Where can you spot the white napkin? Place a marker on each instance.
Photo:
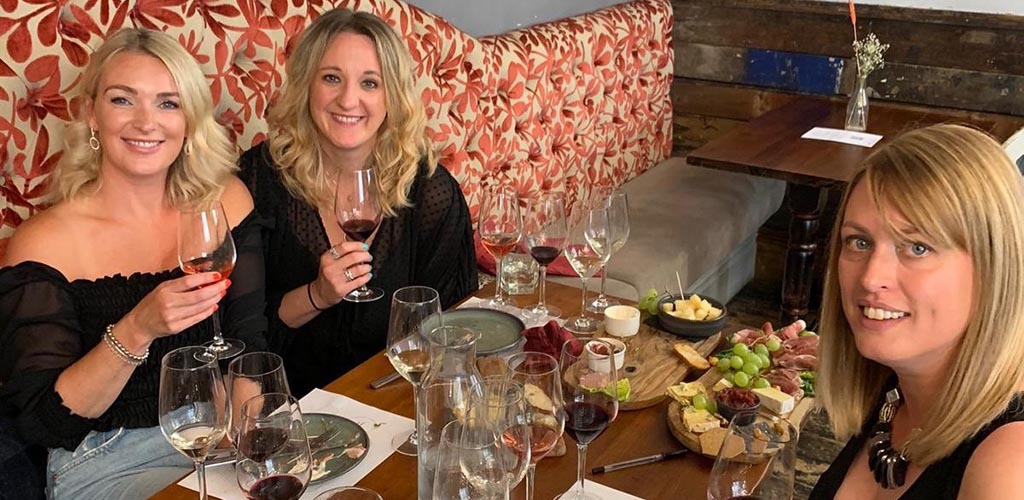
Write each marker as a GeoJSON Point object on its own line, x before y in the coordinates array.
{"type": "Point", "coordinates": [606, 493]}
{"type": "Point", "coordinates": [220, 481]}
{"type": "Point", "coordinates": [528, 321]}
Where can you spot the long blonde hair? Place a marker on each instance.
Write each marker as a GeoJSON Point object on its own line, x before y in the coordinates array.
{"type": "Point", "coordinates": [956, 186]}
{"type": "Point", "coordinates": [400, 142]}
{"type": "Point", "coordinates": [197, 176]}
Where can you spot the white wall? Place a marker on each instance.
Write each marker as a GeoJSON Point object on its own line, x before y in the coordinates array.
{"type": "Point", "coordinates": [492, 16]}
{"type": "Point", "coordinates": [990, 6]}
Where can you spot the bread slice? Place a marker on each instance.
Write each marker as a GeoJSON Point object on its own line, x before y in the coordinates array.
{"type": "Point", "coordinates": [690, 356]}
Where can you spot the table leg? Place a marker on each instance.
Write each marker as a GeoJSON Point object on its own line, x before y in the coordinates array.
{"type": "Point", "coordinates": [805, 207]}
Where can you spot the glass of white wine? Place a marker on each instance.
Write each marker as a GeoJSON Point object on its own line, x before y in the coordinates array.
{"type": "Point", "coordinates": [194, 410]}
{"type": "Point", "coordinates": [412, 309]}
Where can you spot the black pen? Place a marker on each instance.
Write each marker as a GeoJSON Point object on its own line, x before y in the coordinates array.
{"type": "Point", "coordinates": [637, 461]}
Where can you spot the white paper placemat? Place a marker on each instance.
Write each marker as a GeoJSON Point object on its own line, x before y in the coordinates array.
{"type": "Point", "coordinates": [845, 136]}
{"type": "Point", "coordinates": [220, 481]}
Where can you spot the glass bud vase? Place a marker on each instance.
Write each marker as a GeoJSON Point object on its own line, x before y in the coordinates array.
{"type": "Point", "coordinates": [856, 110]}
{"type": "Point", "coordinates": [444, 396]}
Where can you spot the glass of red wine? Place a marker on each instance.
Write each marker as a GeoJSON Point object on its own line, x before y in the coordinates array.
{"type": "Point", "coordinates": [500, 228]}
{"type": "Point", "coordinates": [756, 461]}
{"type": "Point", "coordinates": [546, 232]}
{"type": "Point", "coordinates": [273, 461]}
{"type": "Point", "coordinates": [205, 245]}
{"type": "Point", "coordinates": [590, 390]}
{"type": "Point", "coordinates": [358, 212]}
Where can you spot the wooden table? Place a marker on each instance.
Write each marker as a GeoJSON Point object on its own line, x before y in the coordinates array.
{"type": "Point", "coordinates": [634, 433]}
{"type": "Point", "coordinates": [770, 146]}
###
Restate the records word for word, omitting images.

▶ [Problem solution]:
Where can you spot the white napkin? Place a marker on each instance.
Photo:
Write each marker as a GeoJSON Point object on its own line, x before y in the coordinates array.
{"type": "Point", "coordinates": [606, 493]}
{"type": "Point", "coordinates": [220, 481]}
{"type": "Point", "coordinates": [528, 321]}
Where can you spot the long blonde hair? Place a marker on each instance.
Write each marker as a GeoJSON Point object on its own line, x before y in the coordinates array.
{"type": "Point", "coordinates": [956, 186]}
{"type": "Point", "coordinates": [400, 142]}
{"type": "Point", "coordinates": [197, 176]}
Where can you spot the white wall? Place a marker on each instance.
Write each marker as a GeoJSON Point object on its own line, x before y in the coordinates array.
{"type": "Point", "coordinates": [492, 16]}
{"type": "Point", "coordinates": [990, 6]}
Where can you spot the bread slice? Place a marker on each instance.
Write each marker as a GeoJSON Point object on its own line, x before y in the coordinates array.
{"type": "Point", "coordinates": [690, 356]}
Where can you spot the table leg? Place a marker on each instance.
Write each marker as a GeoJSON Point object on its own line, x before y in the coordinates array.
{"type": "Point", "coordinates": [805, 207]}
Where can you spot the glass of white wine? Place a marker on each instance.
Write each marker as a GeoJSON Point object on its own line, x before y in the coordinates array.
{"type": "Point", "coordinates": [194, 410]}
{"type": "Point", "coordinates": [412, 309]}
Where can you spot the black pen? Place a marker on each instance.
Write each marker as a GeoJSON Point object on its own line, x before y in the coordinates array.
{"type": "Point", "coordinates": [637, 461]}
Where can you spot the white paper placemat? Place a marker on each instance.
Write each marker as a GeoJSON Point object on its own line, x before y in the coordinates array.
{"type": "Point", "coordinates": [845, 136]}
{"type": "Point", "coordinates": [220, 481]}
Where can you spot the glass bud vase? Place a marker on each instance.
Write each marker as a GeoJSON Point object on its own line, x before y in the coordinates array.
{"type": "Point", "coordinates": [856, 110]}
{"type": "Point", "coordinates": [444, 396]}
Where can you spot the glass of red wine? Place a marker on each instance.
Write each marker as a GeoJSON Point object on its own line, x before y in the coordinates array.
{"type": "Point", "coordinates": [500, 228]}
{"type": "Point", "coordinates": [756, 461]}
{"type": "Point", "coordinates": [546, 232]}
{"type": "Point", "coordinates": [273, 461]}
{"type": "Point", "coordinates": [205, 245]}
{"type": "Point", "coordinates": [590, 390]}
{"type": "Point", "coordinates": [358, 212]}
Where can you spot the wooden table? Place a marker on each instance.
Write each marker as a GeoJSON Point object on its own line, x before y in the coordinates array.
{"type": "Point", "coordinates": [634, 433]}
{"type": "Point", "coordinates": [770, 146]}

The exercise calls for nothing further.